Elementos guardados:
---*---

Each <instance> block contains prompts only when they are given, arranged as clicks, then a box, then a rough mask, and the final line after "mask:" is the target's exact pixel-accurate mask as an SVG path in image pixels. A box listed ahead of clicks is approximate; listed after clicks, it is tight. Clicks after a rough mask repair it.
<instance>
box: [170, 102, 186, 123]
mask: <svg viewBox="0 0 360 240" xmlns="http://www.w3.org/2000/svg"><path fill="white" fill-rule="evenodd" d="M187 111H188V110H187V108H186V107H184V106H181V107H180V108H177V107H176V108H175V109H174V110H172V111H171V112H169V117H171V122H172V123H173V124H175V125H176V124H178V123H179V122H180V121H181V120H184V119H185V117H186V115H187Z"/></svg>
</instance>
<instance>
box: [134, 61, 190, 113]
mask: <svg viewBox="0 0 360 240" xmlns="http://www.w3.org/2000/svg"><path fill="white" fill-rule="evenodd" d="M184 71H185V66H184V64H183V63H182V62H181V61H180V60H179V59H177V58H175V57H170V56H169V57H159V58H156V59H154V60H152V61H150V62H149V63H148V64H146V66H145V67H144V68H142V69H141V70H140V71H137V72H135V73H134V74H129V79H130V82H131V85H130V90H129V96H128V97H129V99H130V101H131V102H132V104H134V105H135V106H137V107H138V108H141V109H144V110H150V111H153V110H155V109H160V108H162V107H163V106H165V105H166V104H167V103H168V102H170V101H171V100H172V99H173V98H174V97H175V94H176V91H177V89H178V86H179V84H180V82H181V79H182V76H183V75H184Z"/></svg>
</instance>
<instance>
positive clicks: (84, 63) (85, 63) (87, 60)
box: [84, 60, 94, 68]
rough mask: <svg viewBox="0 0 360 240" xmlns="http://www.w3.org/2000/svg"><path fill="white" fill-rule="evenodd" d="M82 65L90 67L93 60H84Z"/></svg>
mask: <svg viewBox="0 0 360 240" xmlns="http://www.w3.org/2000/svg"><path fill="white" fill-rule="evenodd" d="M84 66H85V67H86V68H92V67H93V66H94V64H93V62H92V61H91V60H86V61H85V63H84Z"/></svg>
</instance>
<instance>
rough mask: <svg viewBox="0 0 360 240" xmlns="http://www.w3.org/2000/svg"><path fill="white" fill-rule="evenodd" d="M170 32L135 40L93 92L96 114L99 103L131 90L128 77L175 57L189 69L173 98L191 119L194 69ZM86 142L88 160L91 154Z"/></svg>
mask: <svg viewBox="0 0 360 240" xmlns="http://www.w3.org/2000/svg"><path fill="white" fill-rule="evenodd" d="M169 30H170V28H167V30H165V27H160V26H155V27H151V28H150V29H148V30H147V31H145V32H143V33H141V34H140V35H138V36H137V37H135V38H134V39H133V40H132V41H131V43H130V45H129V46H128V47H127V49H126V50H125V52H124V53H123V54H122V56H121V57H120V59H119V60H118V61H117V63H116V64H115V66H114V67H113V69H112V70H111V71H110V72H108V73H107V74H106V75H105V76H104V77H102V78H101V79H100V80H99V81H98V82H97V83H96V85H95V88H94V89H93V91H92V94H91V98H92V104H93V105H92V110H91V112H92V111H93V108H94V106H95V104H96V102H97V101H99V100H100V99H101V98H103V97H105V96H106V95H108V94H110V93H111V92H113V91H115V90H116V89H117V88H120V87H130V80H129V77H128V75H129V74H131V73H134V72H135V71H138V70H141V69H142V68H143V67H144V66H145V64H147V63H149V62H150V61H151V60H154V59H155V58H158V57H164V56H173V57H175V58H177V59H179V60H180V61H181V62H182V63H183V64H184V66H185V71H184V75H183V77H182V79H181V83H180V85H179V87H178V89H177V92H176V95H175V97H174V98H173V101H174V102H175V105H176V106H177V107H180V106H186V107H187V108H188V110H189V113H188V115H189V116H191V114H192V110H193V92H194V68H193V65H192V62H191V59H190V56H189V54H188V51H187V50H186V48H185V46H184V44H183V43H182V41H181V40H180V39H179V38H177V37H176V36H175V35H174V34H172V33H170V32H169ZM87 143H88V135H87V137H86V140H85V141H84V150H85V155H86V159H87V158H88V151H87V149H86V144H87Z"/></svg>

---*---

TAREA A REALIZAR: Escribe todas las filas de arriba como una lista numerada y deja fuera las líneas en blanco.

RESPUESTA DEL EJERCICIO:
1. Each <instance> block contains prompts only when they are given, arranged as clicks, then a box, then a rough mask, and the final line after "mask:" is the target's exact pixel-accurate mask as an SVG path in image pixels. A box listed ahead of clicks is approximate; listed after clicks, it is tight. Clicks after a rough mask repair it.
2. <instance>
3. box: [170, 102, 186, 123]
4. mask: <svg viewBox="0 0 360 240" xmlns="http://www.w3.org/2000/svg"><path fill="white" fill-rule="evenodd" d="M187 111H188V110H187V108H186V107H184V106H181V107H180V108H177V107H176V108H175V109H174V110H172V111H171V112H169V117H171V122H172V123H173V124H175V125H176V124H178V123H179V122H180V121H181V120H184V119H185V117H186V115H187Z"/></svg>
5. </instance>
6. <instance>
7. box: [134, 61, 190, 113]
8. mask: <svg viewBox="0 0 360 240" xmlns="http://www.w3.org/2000/svg"><path fill="white" fill-rule="evenodd" d="M184 71H185V66H184V64H183V63H182V62H181V61H180V60H179V59H177V58H175V57H170V56H169V57H159V58H156V59H154V60H152V61H150V62H149V63H148V64H146V66H145V67H144V68H142V69H141V70H140V71H137V72H135V73H134V74H129V79H130V82H131V85H130V90H129V96H128V97H129V99H130V101H131V102H132V104H134V105H135V106H137V107H138V108H141V109H144V110H150V111H153V110H155V109H160V108H162V107H163V106H165V105H166V104H167V103H168V102H170V101H171V100H172V99H173V98H174V97H175V94H176V91H177V89H178V86H179V84H180V82H181V79H182V76H183V75H184Z"/></svg>
9. </instance>
10. <instance>
11. positive clicks: (84, 63) (85, 63) (87, 60)
12. box: [84, 60, 94, 68]
13. rough mask: <svg viewBox="0 0 360 240" xmlns="http://www.w3.org/2000/svg"><path fill="white" fill-rule="evenodd" d="M82 65L90 67L93 60H84Z"/></svg>
14. mask: <svg viewBox="0 0 360 240" xmlns="http://www.w3.org/2000/svg"><path fill="white" fill-rule="evenodd" d="M84 66H85V67H86V68H92V67H93V66H94V64H93V62H92V61H91V60H86V61H85V63H84Z"/></svg>
15. </instance>
16. <instance>
17. rough mask: <svg viewBox="0 0 360 240" xmlns="http://www.w3.org/2000/svg"><path fill="white" fill-rule="evenodd" d="M170 32L135 40L93 92L96 114L99 103L131 90L128 77L175 57L189 69L173 98L191 119L194 69ZM86 142L88 160L91 154Z"/></svg>
18. mask: <svg viewBox="0 0 360 240" xmlns="http://www.w3.org/2000/svg"><path fill="white" fill-rule="evenodd" d="M169 30H170V28H167V30H165V27H160V26H155V27H151V28H150V29H148V30H147V31H145V32H143V33H141V34H140V35H138V36H137V37H135V38H134V39H133V40H132V41H131V43H130V45H129V46H128V47H127V49H126V50H125V52H124V53H123V54H122V56H121V57H120V59H119V60H118V61H117V63H116V64H115V66H114V67H113V69H112V70H111V71H110V72H108V73H107V74H106V75H105V76H104V77H102V78H101V79H100V80H99V81H98V82H97V83H96V85H95V88H94V89H93V91H92V94H91V98H92V104H93V105H92V110H91V112H92V111H93V108H94V106H95V104H96V102H97V101H99V100H100V99H101V98H103V97H105V96H106V95H108V94H110V93H111V92H113V91H115V90H116V89H117V88H120V87H130V80H129V77H128V75H129V74H131V73H134V72H135V71H138V70H141V69H142V68H143V67H144V66H145V64H147V63H149V62H150V61H151V60H154V59H155V58H158V57H164V56H173V57H175V58H177V59H179V60H180V61H181V62H182V63H183V64H184V66H185V71H184V75H183V77H182V79H181V83H180V85H179V87H178V89H177V92H176V95H175V97H174V98H173V101H174V102H175V105H176V106H177V107H180V106H186V107H187V108H188V110H189V113H188V115H189V116H191V114H192V110H193V92H194V68H193V65H192V62H191V59H190V56H189V54H188V51H187V50H186V48H185V46H184V44H183V43H182V41H181V40H180V39H179V38H177V37H176V36H175V35H174V34H172V33H170V32H169ZM87 143H88V135H87V137H86V140H85V141H84V150H85V155H86V159H87V158H88V151H87V149H86V144H87Z"/></svg>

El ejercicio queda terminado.